Return the passage on Swift unit testing below word for word, in full.

> Quoted passage
----------------
In this article we’ll introduce the concept of Swift unit testing, and explain, at a high level, why you should carry them out, how you can start developing your iOS apps in a test driven development methodology and how you can write Swift unit test cases.

We’ll also go through an iOS Project that has never received a unit test, and add unit tests to show how to introduce them retrospectively using XCTest testing framework and how to write unit tests in Swift.

First off: Why should I perform unit testing in Swift iOS apps?

Unit tests offer several distinct and vital advantages, giving us the ability to:

  1. Identify bugs and issues early. With unit tests, we can identify code changes that introduce unwanted functionality. So we’re the ones who catch the problem, rather than our users and customers.
  2. Improve the overall quality of our codebase. Unit tests allow us to analyze our code at a granular level. So we can write cleaner code, breaking down the most complex functionalities into smaller, testable chunks.
  3. Aid refactoring. Unit tests give us confidence, while refactoring, that our overall code will still behave as expected once changes are made. We simply need to re-run the tests and check whether the test scenarios still pass.
  4. Streamline our documentation. Unit tests serve as living documentation of our code bases, since each test shows what’s expected to happen from our software.

The XCTest framework

Now let’s look at the XCTest framework, which is provided by Apple and enables iOS developers to write unit tests for Xcode projects and iOS apps. Using this framework makes it easy to integrate a test suite into our workflows, as we’ll show below.

By using the XCTest framework, iOS developers gain access to a wide range of features and functionalities that streamline the unit testing process. From writing test cases to automated testing execution and test results analysis.
----------------
> Record excerpts
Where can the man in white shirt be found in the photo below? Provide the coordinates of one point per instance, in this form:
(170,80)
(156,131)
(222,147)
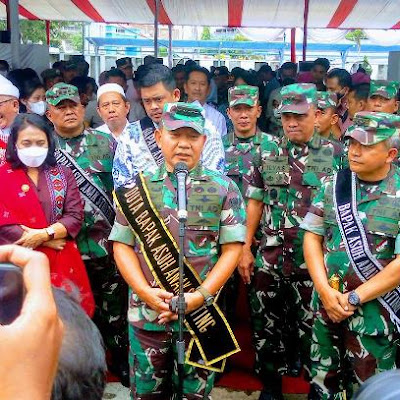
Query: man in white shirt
(197,87)
(9,108)
(113,108)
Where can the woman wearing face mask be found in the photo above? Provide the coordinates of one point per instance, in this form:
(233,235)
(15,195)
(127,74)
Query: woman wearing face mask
(40,204)
(32,98)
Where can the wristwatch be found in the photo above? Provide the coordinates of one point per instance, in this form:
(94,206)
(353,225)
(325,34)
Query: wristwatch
(51,232)
(208,297)
(354,299)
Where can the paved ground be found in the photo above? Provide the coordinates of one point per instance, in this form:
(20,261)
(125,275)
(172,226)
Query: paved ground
(115,391)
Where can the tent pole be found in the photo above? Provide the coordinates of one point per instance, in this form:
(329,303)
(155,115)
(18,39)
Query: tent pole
(48,32)
(306,12)
(96,63)
(156,15)
(293,45)
(13,26)
(170,56)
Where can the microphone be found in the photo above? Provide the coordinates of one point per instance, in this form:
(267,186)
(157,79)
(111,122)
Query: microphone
(181,172)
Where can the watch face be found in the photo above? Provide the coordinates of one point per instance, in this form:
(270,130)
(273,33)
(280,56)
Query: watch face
(209,301)
(354,300)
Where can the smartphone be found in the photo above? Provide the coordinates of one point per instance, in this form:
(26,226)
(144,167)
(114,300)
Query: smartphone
(11,292)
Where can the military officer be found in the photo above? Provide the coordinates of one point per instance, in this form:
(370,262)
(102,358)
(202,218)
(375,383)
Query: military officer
(353,330)
(213,242)
(383,97)
(89,153)
(284,175)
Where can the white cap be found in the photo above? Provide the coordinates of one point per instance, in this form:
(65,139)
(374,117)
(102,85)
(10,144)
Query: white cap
(110,87)
(7,88)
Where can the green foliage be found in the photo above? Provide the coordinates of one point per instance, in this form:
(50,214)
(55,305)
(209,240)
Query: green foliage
(206,34)
(366,65)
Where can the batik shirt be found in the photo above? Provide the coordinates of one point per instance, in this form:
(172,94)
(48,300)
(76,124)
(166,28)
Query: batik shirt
(216,216)
(93,152)
(284,176)
(378,205)
(133,155)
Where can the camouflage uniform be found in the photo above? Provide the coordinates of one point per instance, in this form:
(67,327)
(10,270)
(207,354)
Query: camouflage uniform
(386,89)
(216,215)
(93,152)
(363,344)
(284,176)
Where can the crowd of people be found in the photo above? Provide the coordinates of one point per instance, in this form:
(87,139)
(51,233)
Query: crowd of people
(293,187)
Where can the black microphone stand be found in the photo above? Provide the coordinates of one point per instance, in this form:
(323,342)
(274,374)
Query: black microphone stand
(180,343)
(181,173)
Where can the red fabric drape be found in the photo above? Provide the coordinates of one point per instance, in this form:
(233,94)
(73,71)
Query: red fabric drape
(19,205)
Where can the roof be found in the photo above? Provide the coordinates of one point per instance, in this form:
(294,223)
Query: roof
(237,45)
(344,14)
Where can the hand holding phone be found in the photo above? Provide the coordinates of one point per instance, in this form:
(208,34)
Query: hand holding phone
(11,292)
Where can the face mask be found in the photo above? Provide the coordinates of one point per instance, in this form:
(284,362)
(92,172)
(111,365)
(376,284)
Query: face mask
(38,108)
(32,156)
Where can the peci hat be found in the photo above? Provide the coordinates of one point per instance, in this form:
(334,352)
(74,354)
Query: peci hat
(62,91)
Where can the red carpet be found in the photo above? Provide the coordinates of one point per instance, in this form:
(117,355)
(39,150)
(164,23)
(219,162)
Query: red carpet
(240,375)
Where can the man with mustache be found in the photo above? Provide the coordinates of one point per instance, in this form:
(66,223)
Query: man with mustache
(383,97)
(354,327)
(89,153)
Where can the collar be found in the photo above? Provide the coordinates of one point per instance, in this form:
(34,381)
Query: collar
(197,173)
(386,186)
(256,138)
(315,142)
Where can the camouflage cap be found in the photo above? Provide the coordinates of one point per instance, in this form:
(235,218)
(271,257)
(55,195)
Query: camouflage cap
(298,98)
(386,89)
(243,94)
(183,115)
(62,91)
(326,100)
(50,73)
(371,127)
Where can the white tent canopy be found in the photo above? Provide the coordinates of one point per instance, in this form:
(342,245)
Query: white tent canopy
(343,14)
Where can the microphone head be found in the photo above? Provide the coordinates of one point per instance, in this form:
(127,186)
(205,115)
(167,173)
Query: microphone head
(181,167)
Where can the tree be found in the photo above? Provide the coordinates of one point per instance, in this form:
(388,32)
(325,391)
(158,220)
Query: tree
(366,65)
(206,34)
(240,38)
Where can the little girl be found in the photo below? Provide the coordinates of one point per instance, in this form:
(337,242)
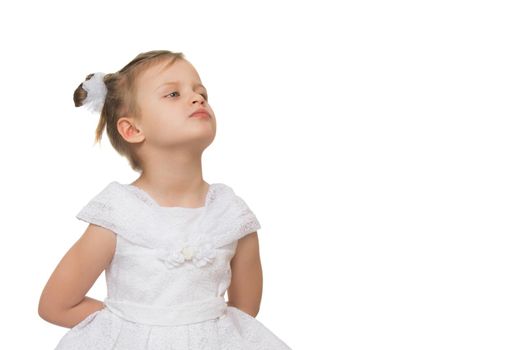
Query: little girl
(170,243)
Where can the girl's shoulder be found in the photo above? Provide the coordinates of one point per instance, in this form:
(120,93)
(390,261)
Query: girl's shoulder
(133,214)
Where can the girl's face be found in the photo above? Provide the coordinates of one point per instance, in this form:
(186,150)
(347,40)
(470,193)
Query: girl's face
(167,96)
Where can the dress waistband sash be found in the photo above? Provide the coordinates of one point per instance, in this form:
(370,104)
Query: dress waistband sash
(198,311)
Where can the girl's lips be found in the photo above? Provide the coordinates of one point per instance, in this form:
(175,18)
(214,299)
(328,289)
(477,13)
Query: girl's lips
(201,112)
(200,115)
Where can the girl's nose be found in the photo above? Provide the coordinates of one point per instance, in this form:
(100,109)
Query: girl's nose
(198,98)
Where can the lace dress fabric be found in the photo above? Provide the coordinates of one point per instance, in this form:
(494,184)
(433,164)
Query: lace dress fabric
(168,276)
----------------
> Result of the task
In this article we’ll introduce the concept of Swift unit testing, and explain, at a high level, why you should carry them out, how you can start developing your iOS apps in a test driven development methodology and how you can write Swift unit test cases.

We’ll also go through an iOS Project that has never received a unit test, and add unit tests to show how to introduce them retrospectively using XCTest testing framework and how to write unit tests in Swift.

First off: Why should I perform unit testing in Swift iOS apps?

Unit tests offer several distinct and vital advantages, giving us the ability to:

  1. Identify bugs and issues early. With unit tests, we can identify code changes that introduce unwanted functionality. So we’re the ones who catch the problem, rather than our users and customers.
  2. Improve the overall quality of our codebase. Unit tests allow us to analyze our code at a granular level. So we can write cleaner code, breaking down the most complex functionalities into smaller, testable chunks.
  3. Aid refactoring. Unit tests give us confidence, while refactoring, that our overall code will still behave as expected once changes are made. We simply need to re-run the tests and check whether the test scenarios still pass.
  4. Streamline our documentation. Unit tests serve as living documentation of our code bases, since each test shows what’s expected to happen from our software.

The XCTest framework

Now let’s look at the XCTest framework, which is provided by Apple and enables iOS developers to write unit tests for Xcode projects and iOS apps. Using this framework makes it easy to integrate a test suite into our workflows, as we’ll show below.

By using the XCTest framework, iOS developers gain access to a wide range of features and functionalities that streamline the unit testing process. From writing test cases to automated testing execution and test results analysis.